EXERCISE INSTRUCTIONS:
Locate the line that contains "Output shape: a". Copy it and every following line through the end of the records, exactly, and include nothing else.
DATA RECORDS Block Start
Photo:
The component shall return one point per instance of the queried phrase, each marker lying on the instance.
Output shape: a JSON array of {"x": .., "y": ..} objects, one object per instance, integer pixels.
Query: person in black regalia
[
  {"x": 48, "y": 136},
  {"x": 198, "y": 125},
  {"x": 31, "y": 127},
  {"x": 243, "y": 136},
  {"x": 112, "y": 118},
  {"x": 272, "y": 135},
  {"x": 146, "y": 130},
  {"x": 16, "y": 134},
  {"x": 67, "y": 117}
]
DATA RECORDS Block End
EXERCISE RESULT:
Output shape: a JSON array of {"x": .., "y": ..} objects, one object per instance, integer pixels.
Query: person in black regalia
[
  {"x": 48, "y": 136},
  {"x": 198, "y": 125},
  {"x": 31, "y": 127},
  {"x": 243, "y": 136},
  {"x": 112, "y": 118},
  {"x": 272, "y": 135},
  {"x": 146, "y": 130},
  {"x": 16, "y": 134},
  {"x": 67, "y": 117}
]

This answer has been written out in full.